--- Materials provided Enclosed Below ---

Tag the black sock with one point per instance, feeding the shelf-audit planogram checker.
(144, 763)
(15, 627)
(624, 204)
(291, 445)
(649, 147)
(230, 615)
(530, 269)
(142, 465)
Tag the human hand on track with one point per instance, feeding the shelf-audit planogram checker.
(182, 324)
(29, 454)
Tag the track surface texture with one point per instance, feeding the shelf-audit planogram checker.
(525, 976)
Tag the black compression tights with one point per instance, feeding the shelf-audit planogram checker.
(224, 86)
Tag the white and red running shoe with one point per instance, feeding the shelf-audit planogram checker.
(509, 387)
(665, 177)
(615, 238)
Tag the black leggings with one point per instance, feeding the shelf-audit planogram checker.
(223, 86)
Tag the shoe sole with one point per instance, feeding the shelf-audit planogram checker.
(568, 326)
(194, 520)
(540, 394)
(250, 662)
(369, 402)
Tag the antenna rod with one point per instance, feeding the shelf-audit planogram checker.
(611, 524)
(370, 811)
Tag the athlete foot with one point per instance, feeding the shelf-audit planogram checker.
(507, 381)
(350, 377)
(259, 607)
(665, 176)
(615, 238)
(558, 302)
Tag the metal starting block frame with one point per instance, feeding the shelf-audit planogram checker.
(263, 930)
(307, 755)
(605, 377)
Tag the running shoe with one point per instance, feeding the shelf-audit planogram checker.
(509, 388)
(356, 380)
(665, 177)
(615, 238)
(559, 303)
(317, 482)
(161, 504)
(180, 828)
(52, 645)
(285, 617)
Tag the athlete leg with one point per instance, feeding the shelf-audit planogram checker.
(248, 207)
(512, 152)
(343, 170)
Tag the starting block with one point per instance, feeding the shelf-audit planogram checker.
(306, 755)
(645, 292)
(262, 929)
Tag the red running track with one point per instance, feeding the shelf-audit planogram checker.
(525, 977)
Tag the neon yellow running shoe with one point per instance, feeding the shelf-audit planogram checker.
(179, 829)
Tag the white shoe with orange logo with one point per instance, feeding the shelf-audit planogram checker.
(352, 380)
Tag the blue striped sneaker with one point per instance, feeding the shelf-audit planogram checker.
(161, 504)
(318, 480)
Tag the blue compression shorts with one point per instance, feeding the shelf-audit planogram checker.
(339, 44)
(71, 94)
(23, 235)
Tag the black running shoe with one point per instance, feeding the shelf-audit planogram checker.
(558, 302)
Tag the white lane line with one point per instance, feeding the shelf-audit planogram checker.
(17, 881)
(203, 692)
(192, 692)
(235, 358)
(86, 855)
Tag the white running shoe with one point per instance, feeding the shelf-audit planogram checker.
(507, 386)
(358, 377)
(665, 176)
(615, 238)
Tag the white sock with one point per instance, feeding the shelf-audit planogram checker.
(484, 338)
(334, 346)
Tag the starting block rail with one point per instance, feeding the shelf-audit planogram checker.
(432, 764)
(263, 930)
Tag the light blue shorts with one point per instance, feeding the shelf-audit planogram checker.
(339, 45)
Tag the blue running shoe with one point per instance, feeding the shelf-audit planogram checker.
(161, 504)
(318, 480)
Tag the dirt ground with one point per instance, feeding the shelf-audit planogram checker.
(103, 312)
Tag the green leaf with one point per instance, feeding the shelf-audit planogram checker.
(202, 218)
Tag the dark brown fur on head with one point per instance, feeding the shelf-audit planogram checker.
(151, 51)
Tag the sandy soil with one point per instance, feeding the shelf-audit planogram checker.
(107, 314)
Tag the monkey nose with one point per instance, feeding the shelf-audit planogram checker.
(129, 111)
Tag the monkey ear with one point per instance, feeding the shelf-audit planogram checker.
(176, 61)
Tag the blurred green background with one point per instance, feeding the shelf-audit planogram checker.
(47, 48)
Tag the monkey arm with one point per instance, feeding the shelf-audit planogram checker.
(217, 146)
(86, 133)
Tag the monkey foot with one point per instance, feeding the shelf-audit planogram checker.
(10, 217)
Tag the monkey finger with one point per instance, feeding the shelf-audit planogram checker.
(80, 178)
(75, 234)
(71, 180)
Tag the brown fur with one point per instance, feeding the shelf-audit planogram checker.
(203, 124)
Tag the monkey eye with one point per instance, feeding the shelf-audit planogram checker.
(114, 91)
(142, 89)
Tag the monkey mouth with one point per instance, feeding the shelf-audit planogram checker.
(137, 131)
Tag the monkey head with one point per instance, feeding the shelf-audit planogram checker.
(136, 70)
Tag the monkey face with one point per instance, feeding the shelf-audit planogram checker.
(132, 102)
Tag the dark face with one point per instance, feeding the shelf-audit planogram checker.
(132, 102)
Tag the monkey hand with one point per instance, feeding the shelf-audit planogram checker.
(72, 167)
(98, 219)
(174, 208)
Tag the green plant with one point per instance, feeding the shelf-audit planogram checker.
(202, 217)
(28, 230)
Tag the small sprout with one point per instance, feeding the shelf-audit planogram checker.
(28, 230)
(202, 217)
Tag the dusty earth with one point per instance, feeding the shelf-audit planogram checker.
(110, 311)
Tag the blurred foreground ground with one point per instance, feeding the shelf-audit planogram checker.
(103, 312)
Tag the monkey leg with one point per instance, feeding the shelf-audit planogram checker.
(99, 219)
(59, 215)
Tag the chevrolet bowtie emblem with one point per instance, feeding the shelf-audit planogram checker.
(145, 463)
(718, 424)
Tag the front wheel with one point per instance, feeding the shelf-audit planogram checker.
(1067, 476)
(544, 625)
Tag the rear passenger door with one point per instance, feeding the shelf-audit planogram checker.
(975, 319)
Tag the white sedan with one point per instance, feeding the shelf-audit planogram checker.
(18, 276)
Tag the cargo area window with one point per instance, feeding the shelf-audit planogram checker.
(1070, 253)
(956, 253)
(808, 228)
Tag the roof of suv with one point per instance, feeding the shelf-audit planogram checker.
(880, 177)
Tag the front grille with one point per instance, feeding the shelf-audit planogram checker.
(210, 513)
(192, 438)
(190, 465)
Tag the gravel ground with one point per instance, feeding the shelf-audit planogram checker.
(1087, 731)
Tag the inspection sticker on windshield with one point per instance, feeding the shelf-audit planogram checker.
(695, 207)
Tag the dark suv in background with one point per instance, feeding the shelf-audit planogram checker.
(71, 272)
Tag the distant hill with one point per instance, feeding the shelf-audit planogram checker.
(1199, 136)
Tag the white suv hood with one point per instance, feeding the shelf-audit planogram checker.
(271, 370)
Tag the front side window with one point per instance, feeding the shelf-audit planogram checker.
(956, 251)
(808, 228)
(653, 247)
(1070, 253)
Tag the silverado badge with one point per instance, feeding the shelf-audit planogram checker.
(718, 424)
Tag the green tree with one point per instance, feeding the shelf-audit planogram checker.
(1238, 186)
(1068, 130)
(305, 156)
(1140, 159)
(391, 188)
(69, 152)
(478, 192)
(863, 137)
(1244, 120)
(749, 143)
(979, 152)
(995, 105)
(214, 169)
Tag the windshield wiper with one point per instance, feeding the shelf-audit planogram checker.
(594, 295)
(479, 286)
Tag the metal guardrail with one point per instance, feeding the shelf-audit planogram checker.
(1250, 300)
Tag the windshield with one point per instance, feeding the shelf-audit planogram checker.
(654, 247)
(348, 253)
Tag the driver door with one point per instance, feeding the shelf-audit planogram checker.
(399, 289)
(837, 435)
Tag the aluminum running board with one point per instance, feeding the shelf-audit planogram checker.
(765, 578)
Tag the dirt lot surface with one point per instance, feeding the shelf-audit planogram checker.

--- End of Enclosed Materials provided ---

* What is required
Line by line, the data should be returned exactly as written.

* Output of the task
Tag the black sock with one point per instance, feeding the shelf-audit planogram checker.
(144, 763)
(15, 627)
(624, 204)
(291, 445)
(649, 147)
(230, 615)
(530, 269)
(142, 465)
Tag the human hand on track with one point per instance, feeding the shelf-audit planogram checker.
(182, 324)
(29, 454)
Tag the track surface texture with one point per instance, feeding the shelf-audit planogram checker.
(525, 976)
Tag the black compression tights with one point per instance, feeding the shelf-audit planogram checker.
(224, 86)
Tag the white and red running shoe with one point per instance, feeding the shelf-audit planogram checker.
(509, 387)
(665, 177)
(615, 238)
Tag the black leggings with one point per instance, feeding the shelf-audit planogram checker.
(223, 86)
Tag the shoe sole with one point per instance, feeding the shelf-audit planogram checker.
(568, 326)
(194, 520)
(540, 394)
(250, 662)
(369, 402)
Tag the antenna rod with one point per instance, feeding the shelf-audit planogram checker.
(611, 524)
(370, 811)
Tag the athlete foot with one point per instance, feeding the shelf-audit planogram checker.
(507, 381)
(350, 377)
(259, 607)
(665, 176)
(615, 238)
(558, 302)
Tag the metal starting block frame with one point per instance, feeding the shelf-audit planogram checker.
(263, 930)
(307, 755)
(605, 377)
Tag the running shoe with one point per instance, feeding the shelf-audit planogram checker.
(509, 388)
(356, 380)
(665, 177)
(615, 238)
(559, 303)
(317, 482)
(161, 504)
(180, 828)
(52, 645)
(285, 617)
Tag the athlete leg with one point per instance, feeding the shelf-audit planogram checker.
(248, 207)
(512, 152)
(343, 170)
Tag the starting block with one point per instance, feeding the shelf-audit planogram checker.
(306, 755)
(645, 292)
(262, 929)
Tag the red running track with one point per instance, feeding the shelf-audit planogram checker.
(525, 977)
Tag the neon yellow running shoe with one point per instance, feeding the shelf-audit planogram checker.
(179, 829)
Tag the white shoe with orange logo with one point per instance, feeding the shelf-audit planogram checker.
(352, 380)
Tag the blue striped sneaker with one point per instance, feeding the shelf-audit planogram checker.
(161, 504)
(318, 480)
Tag the blue compression shorts with one point per instance, feeding the shelf-audit planogram checker.
(339, 44)
(71, 94)
(23, 235)
Tag the black running shoe with one point per instance, feeding the shelf-audit planogram checker.
(558, 302)
Tag the white lane line with one point per instance, feeding the shelf-audit planogram checker.
(17, 881)
(203, 692)
(192, 692)
(235, 358)
(86, 855)
Tag the white running shoe with one point per instance, feeding the shelf-audit planogram checker.
(507, 386)
(358, 377)
(665, 176)
(615, 238)
Tag the white sock with one point per instance, feeding the shelf-audit planogram checker.
(484, 338)
(334, 346)
Tag the starting block rail with one point per instance, feeding the shelf-audit planogram checker.
(432, 764)
(263, 930)
Tag the light blue shorts with one point per instance, feeding the shelf-audit planogram checker.
(339, 45)
Tag the blue running shoe with one point per instance, feeding the shelf-audit planogram checker.
(161, 504)
(318, 480)
Tag the dirt ground with one point per instance, feeding the shelf-audit planogram checker.
(103, 312)
Tag the green leaf with one point per instance, feeding the shelf-audit planogram checker.
(202, 218)
Tag the dark brown fur on head with one point per instance, feeding the shelf-audit planogram checker.
(151, 51)
Tag the sandy soil with one point per instance, feeding the shelf-audit planogram checker.
(107, 314)
Tag the monkey nose with one point per instance, feeding the shelf-audit planogram checker.
(129, 111)
Tag the monkey ear with one point per instance, feeding the shelf-audit planogram checker.
(176, 61)
Tag the blurred green background with one point per instance, feeding the shelf-audit planogram checker.
(47, 48)
Tag the monkey arm with one point per instance, feeding the shelf-audit planogram checker.
(217, 146)
(86, 133)
Tag the monkey foot with one point per instance, feeding the shelf-audit planogram checker.
(10, 217)
Tag the monkey finger with one point per instance, feeding the shelf-audit planogram checker.
(80, 178)
(75, 234)
(71, 180)
Tag the brown fur with one point per instance, feeding the shelf-audit planogram checker.
(203, 124)
Tag the monkey eye with one point per instance, feeding the shelf-audit planogram checker.
(114, 91)
(142, 89)
Tag the monkey mouth with one point per instance, feeding the shelf-audit planogram checker.
(137, 131)
Tag the monkey head with one point per instance, feeding the shelf-audit planogram checker.
(136, 70)
Tag the monkey face with one point per instance, feeding the shelf-audit planogram checker.
(132, 102)
Tag the dark face with one point per instance, feeding the shelf-audit planogram checker.
(132, 102)
Tag the monkey hand with one point per instance, feeding the shelf-audit planogram checker.
(72, 167)
(98, 219)
(174, 208)
Tag the green plant with one point per instance, feeding the shelf-audit planogram checker.
(202, 217)
(28, 230)
Tag the small sprout with one point per instance, feeding the shelf-audit planogram checker.
(28, 230)
(202, 217)
Tag the dusty earth with one point per instance, feeding the shelf-audit planogram checker.
(110, 311)
Tag the blurred foreground ground with one point per instance, feeding the shelf-audit planogram checker.
(103, 312)
Tag the monkey leg with one point per instance, feeding the shelf-audit planogram checker.
(99, 219)
(59, 215)
Tag the chevrolet bowtie emblem with one point per instance, feeding the shelf-audit planogram checker.
(145, 463)
(718, 424)
Tag the front wheel with one point per instance, feeding the shelf-audit planogram checker.
(1067, 476)
(544, 625)
Tag the rear passenger door with one point per instance, feeding the shelf-audit planogram checker.
(975, 319)
Tag the white sedan with one point per instance, feeding the shelf-audit planogram checker.
(18, 276)
Tag the cargo area window with one point per instance, feeding the shelf-audit planogram checker.
(1070, 253)
(956, 253)
(808, 228)
Tag the roof of suv with one point per instance, feeding the shelf-audit planogram checker.
(880, 177)
Tag the front grille with one point per instance, feeding the shelf-audit planogram checker.
(210, 513)
(192, 438)
(190, 465)
Tag the gravel ground with one point per instance, feeding the shelf-audit planogram checker.
(1087, 731)
Tag the inspection sticker on windshield with one point per instance, feeding the shelf-audit planogram checker.
(695, 207)
Tag the dark suv in background with one point per instance, feeding the shelf-audit planogram checker.
(71, 272)
Tag the distant hill with one point per instance, feeding the shelf-audit planogram checker.
(1199, 136)
Tag the white suv hood with one point per instance, feeding the shelf-audit planogram checker.
(271, 370)
Tag the front side window with one point per instance, feeding the shelf-audit planogram checker.
(956, 251)
(808, 228)
(653, 247)
(1070, 253)
Tag the silverado badge with one point per instance, feeding the shelf-audit planogram checker.
(718, 424)
Tag the green tree with one point per instance, feeding the shelf-audit planogram checker.
(1238, 186)
(1068, 130)
(305, 156)
(1140, 159)
(391, 188)
(69, 152)
(478, 192)
(863, 137)
(1244, 120)
(749, 143)
(979, 152)
(995, 105)
(214, 169)
Tag the windshield wiper with one point per instance, feeding the shelf-audit planogram checker.
(594, 295)
(479, 286)
Tag the metal guardrail with one point per instance, feeding the shelf-audit planogram checker.
(1250, 300)
Tag the windshield with one point per instance, feeding the shelf-audit planogram checker.
(654, 247)
(348, 253)
Tag the driver door with one point per instance, feeding the shelf-audit planogram checker.
(399, 289)
(837, 435)
Tag the aluminum running board with one point per instance, feeding the shelf-audit planogram checker.
(765, 578)
Tag the dirt lot surface with one point per instance, feeding the shelf-audit planogram checker.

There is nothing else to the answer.